|Hendree Jones, Ph.D.|
We all know some patients have more status than others, human nature being what it is,” says psychologist Hendree Jones. “It’s bad enough to have an addiction, but for drug-dependent women, it’s even worse. And pregnant besides? You’re at the bottom.”
What motivates Jones—her work centers on incipient mothers who are substance abusers and on their babies—is that being at rock bottom means there’s little solid research to rely on. “We hear over and over that pregnant women are the most difficult to treat, that their psychiatric illness is more severe,” she says. “Yet not much in journals supports or disproves that. Yes, they have complex problems—addiction doesn’t happen in a vacuum—but they do respond to treatment.” And that makes fertile ground for study.
Jones studies her target group within the framework of the Behavioral Pharmacology Research Unit (BPRU) and the Center for Addiction and Pregnancy. The former, an academic research unit in Psychiatry, focuses on behaviors tied to addictive psychoactive drugs and drug treatment. The latter is a Hopkins Bayview program, both inpatient and residential, that helps pregnant, drug-dependent women awash in problems.
Part of the ongoing national trial that Jones heads contrasts babies born to mothers treated with either methadone or buprenorphine. And recently, a pilot study suggested one definitive difference. For all its necessity, methadone—the only agent recommended for opioid-dependent pregnant women—can spark withdrawal syndrome in newborns. With buprenorphine, a relative newcomer not yet approved during pregnancy, fewer babies had that problem. Those who did were easier to wean off dependence. “The study’s a first step,” Jones says, “to bring variety into what we offer these women.”

§ Questions on the material
1: In the profile of Hendree Jones, change "research" to "evidence" and write out the passage starting at "What motivates Jones—her" and ending at "ground for study.".
2: Go on with the profile of Hendree Jones, picking up after its final sentence.

§ Saved data entries
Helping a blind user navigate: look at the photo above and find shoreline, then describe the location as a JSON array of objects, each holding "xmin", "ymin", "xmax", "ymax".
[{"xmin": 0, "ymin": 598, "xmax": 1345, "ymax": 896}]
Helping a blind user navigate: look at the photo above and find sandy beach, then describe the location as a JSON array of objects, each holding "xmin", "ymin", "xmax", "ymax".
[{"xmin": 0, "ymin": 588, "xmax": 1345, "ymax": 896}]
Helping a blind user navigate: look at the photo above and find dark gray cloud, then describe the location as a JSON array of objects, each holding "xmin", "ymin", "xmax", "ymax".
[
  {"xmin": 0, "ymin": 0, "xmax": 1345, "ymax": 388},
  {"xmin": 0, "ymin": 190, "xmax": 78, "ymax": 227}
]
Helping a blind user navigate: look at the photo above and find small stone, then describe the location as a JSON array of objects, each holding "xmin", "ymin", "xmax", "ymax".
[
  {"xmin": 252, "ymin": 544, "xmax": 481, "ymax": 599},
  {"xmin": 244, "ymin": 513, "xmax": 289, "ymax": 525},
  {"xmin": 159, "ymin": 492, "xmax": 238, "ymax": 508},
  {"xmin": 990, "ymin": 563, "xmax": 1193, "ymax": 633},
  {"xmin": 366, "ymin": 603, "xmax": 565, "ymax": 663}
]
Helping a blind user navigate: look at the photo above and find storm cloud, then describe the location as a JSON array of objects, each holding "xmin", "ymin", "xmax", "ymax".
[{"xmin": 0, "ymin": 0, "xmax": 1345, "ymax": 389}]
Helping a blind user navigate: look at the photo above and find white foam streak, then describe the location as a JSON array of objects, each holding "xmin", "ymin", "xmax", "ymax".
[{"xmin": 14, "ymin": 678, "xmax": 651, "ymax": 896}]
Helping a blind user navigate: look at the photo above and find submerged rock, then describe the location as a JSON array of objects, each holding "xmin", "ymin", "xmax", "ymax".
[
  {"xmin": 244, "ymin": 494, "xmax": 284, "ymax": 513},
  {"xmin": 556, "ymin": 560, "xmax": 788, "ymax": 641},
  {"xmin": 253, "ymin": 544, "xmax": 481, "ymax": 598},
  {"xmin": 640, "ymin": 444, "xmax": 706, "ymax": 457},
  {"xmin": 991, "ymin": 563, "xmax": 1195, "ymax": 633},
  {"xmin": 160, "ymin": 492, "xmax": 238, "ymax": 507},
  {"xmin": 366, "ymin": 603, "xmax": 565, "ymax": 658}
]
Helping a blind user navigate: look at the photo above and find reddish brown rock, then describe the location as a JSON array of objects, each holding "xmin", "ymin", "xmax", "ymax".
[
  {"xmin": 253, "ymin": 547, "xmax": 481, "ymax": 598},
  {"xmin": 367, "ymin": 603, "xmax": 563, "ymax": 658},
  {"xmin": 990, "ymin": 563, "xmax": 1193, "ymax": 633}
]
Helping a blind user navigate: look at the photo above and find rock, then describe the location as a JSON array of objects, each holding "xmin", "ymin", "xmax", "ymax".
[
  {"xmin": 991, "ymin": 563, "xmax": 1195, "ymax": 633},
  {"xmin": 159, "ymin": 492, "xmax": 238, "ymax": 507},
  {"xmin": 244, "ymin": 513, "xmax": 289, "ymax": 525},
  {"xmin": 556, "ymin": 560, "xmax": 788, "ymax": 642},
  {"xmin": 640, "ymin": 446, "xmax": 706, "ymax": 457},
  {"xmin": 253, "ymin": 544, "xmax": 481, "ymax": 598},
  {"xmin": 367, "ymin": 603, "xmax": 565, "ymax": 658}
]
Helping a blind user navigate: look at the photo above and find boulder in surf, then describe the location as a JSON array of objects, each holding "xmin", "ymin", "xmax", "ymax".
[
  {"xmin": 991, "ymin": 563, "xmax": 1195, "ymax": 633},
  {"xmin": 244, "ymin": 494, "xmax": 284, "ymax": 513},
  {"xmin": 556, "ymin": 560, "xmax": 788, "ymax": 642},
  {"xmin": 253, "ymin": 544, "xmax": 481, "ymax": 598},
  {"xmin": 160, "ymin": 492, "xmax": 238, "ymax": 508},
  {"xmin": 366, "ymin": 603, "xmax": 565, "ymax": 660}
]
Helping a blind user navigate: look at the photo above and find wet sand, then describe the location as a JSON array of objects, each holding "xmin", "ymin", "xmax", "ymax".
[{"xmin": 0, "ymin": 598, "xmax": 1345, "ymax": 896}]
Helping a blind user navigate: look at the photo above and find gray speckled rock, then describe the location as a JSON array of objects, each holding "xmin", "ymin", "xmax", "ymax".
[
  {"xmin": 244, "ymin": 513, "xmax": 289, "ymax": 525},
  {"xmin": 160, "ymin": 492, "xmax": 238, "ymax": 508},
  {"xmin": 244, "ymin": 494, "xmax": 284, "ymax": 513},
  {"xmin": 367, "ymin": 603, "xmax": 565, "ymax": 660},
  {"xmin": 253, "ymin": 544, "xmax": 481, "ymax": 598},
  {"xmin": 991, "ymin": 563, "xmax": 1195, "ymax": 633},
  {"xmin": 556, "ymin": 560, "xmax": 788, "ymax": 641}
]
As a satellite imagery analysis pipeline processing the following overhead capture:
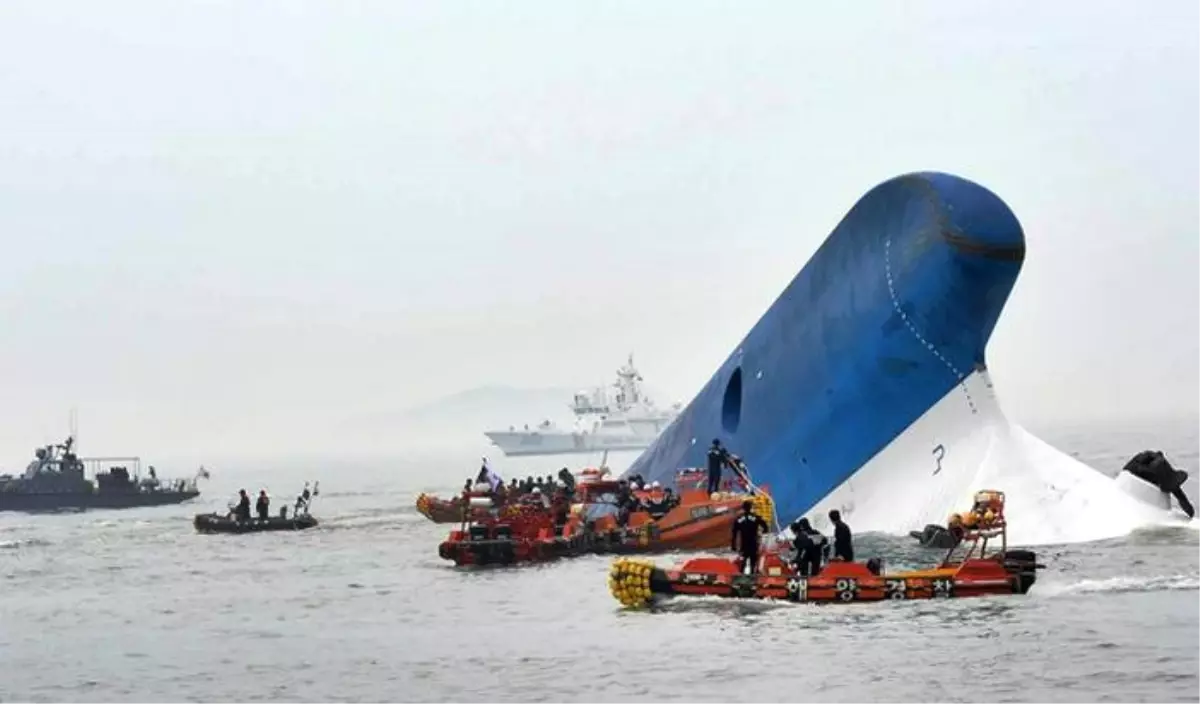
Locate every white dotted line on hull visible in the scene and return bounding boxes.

§ Answers in order
1:
What motivates Jones—her work centers on incipient mothers who are substance abusers and on their babies—is that being at rock bottom means there’s little solid evidence to rely on. “We hear over and over that pregnant women are the most difficult to treat, that their psychiatric illness is more severe,” she says. “Yet not much in journals supports or disproves that. Yes, they have complex problems—addiction doesn’t happen in a vacuum—but they do respond to treatment.” And that makes fertile ground for study.

2:
That’s crucial because, for them, the web that environment and biology spin is particularly tangled. Wounds from poverty and domestic violence, quick access to a drug culture, hormonal effects, other psychiatric disease—all play a part. Though the women Jones sees are typically bowed by anxiety and don’t tolerate frustration, they’re unique in other aspects. “So you need more than one approach,” she says.
Because few studies exist, Jones eyes tactics known to help nonpregnant patients, like the motivational interviewing developed for alcohol abuse. “Saying to women, ‘Stop doing drugs. Do you want to harm your baby?’ makes them defensive, even more entrenched,” Jones explains. “But asking, ‘Tell me what’s good and bad about drug use?’ isn’t confrontational. It engages people and it works.” So does contingency management—rewarding patients for staying drug- free. Not everything transfers, however. The field’s standard measures of withdrawal, for example, cite both backache and insomnia—both hallmarks of pregnancy.
Perhaps least understood, Jones says, are biological differences. “If you’re opiate-addicted, you’re hypersensitive to pain. Does pregnancy change that? Are our patients adequately managed during labor and afterward? We don’t know. And if their pain’s intense, something more complex might be at play: 90 percent of our patients have suffered physical sexual trauma. Labor or delivery might re-visit that.” Everything, Jones shrugs, needs a study.